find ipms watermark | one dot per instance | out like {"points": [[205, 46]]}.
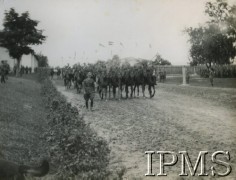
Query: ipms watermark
{"points": [[186, 163]]}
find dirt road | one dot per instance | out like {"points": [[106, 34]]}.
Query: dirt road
{"points": [[171, 121]]}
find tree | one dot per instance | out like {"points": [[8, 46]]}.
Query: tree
{"points": [[42, 60], [19, 33], [214, 42], [160, 61]]}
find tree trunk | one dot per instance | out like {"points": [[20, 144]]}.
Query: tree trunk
{"points": [[18, 70]]}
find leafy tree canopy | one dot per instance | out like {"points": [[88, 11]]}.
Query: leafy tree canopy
{"points": [[214, 42], [160, 61], [42, 60], [19, 33]]}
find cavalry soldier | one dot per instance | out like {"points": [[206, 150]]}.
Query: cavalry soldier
{"points": [[89, 90], [211, 75], [2, 72]]}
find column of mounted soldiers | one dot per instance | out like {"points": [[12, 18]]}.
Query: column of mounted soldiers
{"points": [[111, 81], [4, 71]]}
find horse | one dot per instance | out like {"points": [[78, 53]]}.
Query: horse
{"points": [[78, 79], [139, 80], [128, 81], [102, 81]]}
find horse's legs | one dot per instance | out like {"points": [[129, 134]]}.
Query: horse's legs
{"points": [[138, 89], [121, 89], [126, 90], [109, 89], [105, 93], [143, 90], [114, 92], [150, 90], [131, 88]]}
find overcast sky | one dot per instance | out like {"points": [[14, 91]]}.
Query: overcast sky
{"points": [[138, 28]]}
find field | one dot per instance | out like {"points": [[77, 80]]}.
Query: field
{"points": [[178, 118], [22, 120], [195, 80]]}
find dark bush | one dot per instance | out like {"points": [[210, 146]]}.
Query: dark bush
{"points": [[74, 148]]}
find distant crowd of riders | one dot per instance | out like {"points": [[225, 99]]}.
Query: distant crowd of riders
{"points": [[111, 80], [4, 71]]}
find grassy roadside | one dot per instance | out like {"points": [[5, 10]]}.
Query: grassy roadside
{"points": [[22, 120], [203, 82]]}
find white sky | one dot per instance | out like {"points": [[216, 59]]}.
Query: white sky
{"points": [[74, 28]]}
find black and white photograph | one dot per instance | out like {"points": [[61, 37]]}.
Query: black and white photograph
{"points": [[117, 89]]}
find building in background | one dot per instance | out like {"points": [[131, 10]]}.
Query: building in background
{"points": [[26, 60]]}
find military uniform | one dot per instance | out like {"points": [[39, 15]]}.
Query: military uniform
{"points": [[89, 91], [211, 76], [2, 73]]}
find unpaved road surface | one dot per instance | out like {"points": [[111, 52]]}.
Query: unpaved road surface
{"points": [[171, 121]]}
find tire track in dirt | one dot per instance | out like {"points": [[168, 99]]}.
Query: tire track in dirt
{"points": [[135, 125]]}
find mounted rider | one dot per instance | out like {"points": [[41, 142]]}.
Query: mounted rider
{"points": [[89, 90]]}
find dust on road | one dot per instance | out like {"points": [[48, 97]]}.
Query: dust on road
{"points": [[169, 122]]}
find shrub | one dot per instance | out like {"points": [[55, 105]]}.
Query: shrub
{"points": [[74, 147]]}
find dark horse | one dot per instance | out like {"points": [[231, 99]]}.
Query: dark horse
{"points": [[114, 82], [128, 80], [142, 78], [79, 77], [102, 80]]}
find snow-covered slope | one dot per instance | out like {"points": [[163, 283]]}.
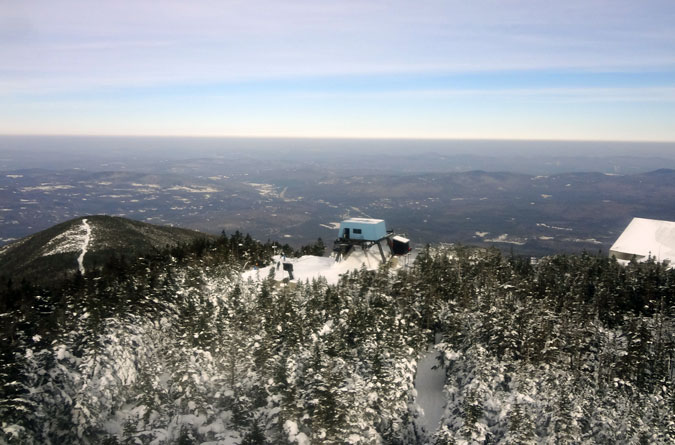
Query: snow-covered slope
{"points": [[311, 267], [82, 242]]}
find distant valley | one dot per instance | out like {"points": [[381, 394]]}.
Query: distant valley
{"points": [[528, 214]]}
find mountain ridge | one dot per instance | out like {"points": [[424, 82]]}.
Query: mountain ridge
{"points": [[85, 242]]}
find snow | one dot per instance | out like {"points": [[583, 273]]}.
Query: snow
{"points": [[504, 238], [363, 220], [644, 237], [71, 240], [310, 267], [85, 245], [291, 429], [429, 385]]}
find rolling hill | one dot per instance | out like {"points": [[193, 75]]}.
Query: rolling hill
{"points": [[83, 243]]}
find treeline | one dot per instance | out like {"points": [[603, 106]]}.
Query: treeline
{"points": [[572, 349]]}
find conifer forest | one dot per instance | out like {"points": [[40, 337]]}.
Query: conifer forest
{"points": [[177, 347]]}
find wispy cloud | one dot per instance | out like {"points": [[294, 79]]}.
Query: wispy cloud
{"points": [[145, 52]]}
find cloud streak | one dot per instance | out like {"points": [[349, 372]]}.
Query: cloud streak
{"points": [[142, 53]]}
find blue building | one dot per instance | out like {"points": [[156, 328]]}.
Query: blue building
{"points": [[364, 229]]}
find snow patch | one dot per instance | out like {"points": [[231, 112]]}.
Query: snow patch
{"points": [[310, 267], [85, 245], [429, 383]]}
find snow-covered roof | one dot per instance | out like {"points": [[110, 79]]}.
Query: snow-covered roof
{"points": [[363, 220], [645, 237]]}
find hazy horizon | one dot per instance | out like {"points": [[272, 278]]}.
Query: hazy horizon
{"points": [[576, 70]]}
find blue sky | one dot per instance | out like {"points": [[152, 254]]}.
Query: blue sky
{"points": [[514, 69]]}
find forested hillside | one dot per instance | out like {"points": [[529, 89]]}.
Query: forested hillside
{"points": [[177, 348]]}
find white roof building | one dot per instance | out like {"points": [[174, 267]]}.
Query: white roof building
{"points": [[644, 239]]}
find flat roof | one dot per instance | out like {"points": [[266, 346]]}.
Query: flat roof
{"points": [[364, 220]]}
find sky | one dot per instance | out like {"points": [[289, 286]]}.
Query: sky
{"points": [[507, 69]]}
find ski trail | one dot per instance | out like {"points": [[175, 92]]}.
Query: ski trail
{"points": [[85, 246], [429, 384]]}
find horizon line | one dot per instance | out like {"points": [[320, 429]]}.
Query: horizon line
{"points": [[333, 137]]}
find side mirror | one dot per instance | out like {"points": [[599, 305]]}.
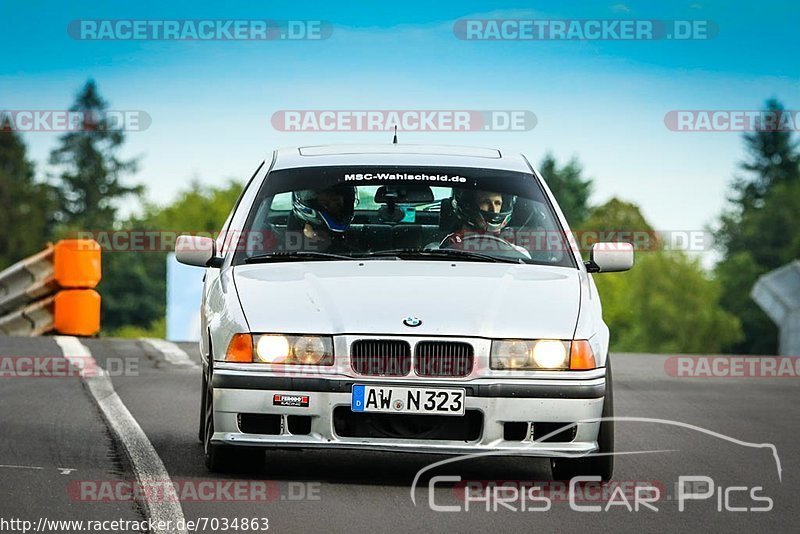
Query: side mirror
{"points": [[610, 257], [195, 250]]}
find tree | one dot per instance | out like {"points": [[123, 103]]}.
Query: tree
{"points": [[617, 220], [666, 303], [134, 283], [569, 187], [760, 229], [91, 172], [26, 206]]}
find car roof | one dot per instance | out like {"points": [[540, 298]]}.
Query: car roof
{"points": [[399, 154]]}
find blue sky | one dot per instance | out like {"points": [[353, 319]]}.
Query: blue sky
{"points": [[604, 102]]}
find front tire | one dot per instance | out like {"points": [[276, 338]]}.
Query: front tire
{"points": [[601, 465], [224, 458]]}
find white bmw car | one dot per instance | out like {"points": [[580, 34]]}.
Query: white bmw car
{"points": [[403, 298]]}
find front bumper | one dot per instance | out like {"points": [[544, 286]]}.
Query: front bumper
{"points": [[499, 401]]}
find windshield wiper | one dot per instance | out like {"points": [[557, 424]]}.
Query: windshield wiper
{"points": [[294, 255], [443, 253]]}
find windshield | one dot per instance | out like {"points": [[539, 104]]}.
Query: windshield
{"points": [[341, 213]]}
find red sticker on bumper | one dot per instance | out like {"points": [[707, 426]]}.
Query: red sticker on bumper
{"points": [[290, 400]]}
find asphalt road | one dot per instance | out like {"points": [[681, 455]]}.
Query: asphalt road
{"points": [[60, 458]]}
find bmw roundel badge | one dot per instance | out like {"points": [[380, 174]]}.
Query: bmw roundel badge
{"points": [[412, 321]]}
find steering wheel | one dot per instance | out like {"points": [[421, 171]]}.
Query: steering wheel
{"points": [[487, 243]]}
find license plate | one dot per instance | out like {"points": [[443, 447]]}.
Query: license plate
{"points": [[386, 399]]}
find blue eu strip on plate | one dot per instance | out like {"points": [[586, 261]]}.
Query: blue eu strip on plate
{"points": [[357, 403]]}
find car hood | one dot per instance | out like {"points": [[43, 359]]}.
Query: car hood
{"points": [[374, 297]]}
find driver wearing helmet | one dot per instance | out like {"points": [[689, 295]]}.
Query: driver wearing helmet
{"points": [[482, 217], [325, 215]]}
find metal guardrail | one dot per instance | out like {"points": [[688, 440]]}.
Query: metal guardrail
{"points": [[778, 294], [53, 290]]}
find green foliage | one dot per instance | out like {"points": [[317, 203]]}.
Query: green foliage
{"points": [[134, 283], [617, 220], [90, 178], [666, 303], [760, 230], [27, 207], [569, 187]]}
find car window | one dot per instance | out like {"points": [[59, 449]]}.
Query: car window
{"points": [[487, 212]]}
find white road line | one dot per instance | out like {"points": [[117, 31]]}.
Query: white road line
{"points": [[21, 467], [172, 352], [147, 466]]}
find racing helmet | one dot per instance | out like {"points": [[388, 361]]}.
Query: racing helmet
{"points": [[329, 209], [466, 206]]}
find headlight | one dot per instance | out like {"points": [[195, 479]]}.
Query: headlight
{"points": [[293, 350], [523, 354]]}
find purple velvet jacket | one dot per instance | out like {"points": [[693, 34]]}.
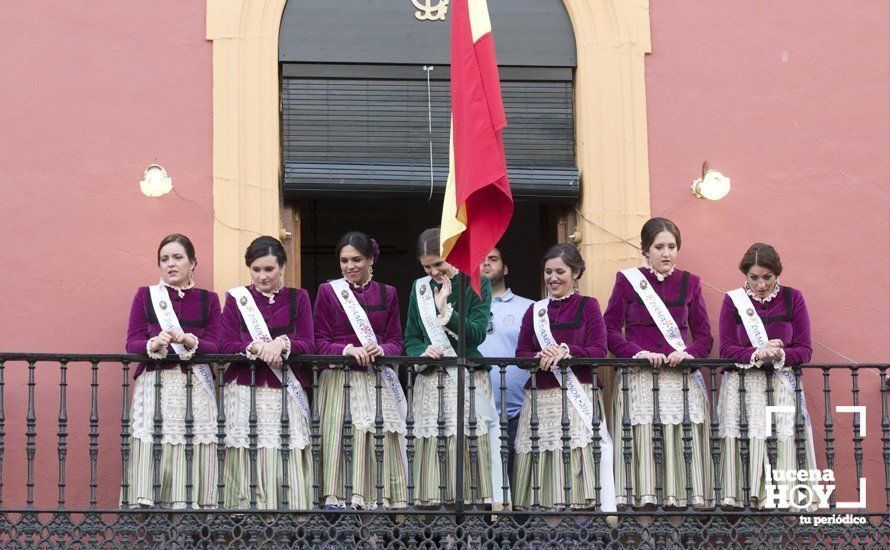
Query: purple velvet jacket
{"points": [[198, 314], [333, 332], [784, 317], [631, 328], [576, 322], [290, 315]]}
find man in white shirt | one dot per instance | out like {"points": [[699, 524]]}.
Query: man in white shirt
{"points": [[504, 322]]}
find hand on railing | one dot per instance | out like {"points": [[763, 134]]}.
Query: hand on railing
{"points": [[551, 355], [365, 355]]}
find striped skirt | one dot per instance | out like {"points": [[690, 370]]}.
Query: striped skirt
{"points": [[672, 472], [435, 479], [544, 483], [273, 479], [378, 467], [173, 473], [731, 464]]}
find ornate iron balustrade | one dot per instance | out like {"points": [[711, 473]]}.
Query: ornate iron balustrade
{"points": [[95, 517]]}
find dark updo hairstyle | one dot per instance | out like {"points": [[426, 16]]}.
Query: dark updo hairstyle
{"points": [[763, 255], [366, 245], [569, 254], [428, 243], [181, 239], [265, 246], [653, 227]]}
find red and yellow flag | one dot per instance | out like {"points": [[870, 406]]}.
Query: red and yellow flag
{"points": [[478, 203]]}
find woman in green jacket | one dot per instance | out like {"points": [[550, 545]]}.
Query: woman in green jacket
{"points": [[432, 331]]}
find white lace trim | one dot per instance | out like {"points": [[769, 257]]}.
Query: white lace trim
{"points": [[729, 406], [661, 277], [363, 402], [769, 298], [426, 404], [268, 411], [549, 409], [364, 285], [670, 396], [173, 409]]}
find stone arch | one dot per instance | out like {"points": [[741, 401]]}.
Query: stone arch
{"points": [[612, 38]]}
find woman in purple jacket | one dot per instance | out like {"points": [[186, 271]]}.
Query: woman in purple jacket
{"points": [[171, 320], [358, 316], [764, 327], [641, 295], [564, 325], [268, 322]]}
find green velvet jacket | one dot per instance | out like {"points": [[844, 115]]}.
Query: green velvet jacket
{"points": [[478, 313]]}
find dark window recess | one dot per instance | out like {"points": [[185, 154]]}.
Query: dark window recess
{"points": [[344, 136]]}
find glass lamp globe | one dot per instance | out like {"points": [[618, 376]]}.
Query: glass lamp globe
{"points": [[155, 181]]}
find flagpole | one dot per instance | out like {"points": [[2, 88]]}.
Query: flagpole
{"points": [[461, 379]]}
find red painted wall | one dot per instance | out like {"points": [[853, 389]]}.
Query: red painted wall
{"points": [[791, 100], [91, 94]]}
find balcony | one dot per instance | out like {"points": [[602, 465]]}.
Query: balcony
{"points": [[65, 439]]}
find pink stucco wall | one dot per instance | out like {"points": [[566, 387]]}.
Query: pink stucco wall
{"points": [[791, 100], [90, 94]]}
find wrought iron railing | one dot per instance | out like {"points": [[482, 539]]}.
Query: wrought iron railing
{"points": [[94, 510]]}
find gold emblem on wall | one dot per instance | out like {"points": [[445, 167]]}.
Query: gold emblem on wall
{"points": [[429, 12]]}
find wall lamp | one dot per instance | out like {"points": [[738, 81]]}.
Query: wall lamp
{"points": [[712, 185], [156, 182]]}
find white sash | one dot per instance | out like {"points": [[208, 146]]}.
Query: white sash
{"points": [[160, 300], [260, 331], [426, 305], [662, 317], [358, 318], [756, 331], [583, 406], [657, 310]]}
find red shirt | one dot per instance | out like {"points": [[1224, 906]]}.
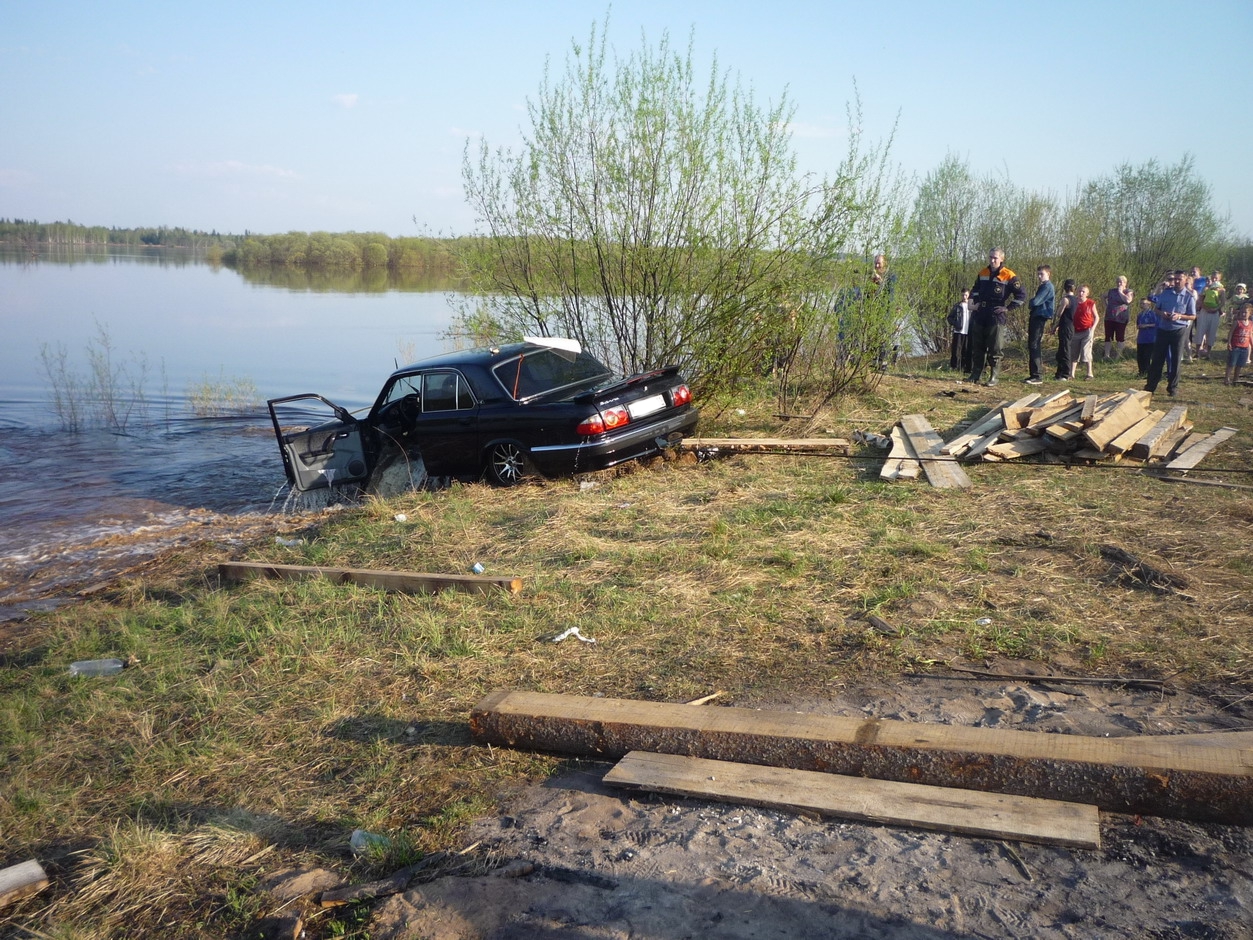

------------------------

> [Task] List every line in the material that contains the word "unpaved".

> [Answer below]
find unpaved road surface | one dot per instance | out like {"points": [[111, 52]]}.
Query: unpaved road surface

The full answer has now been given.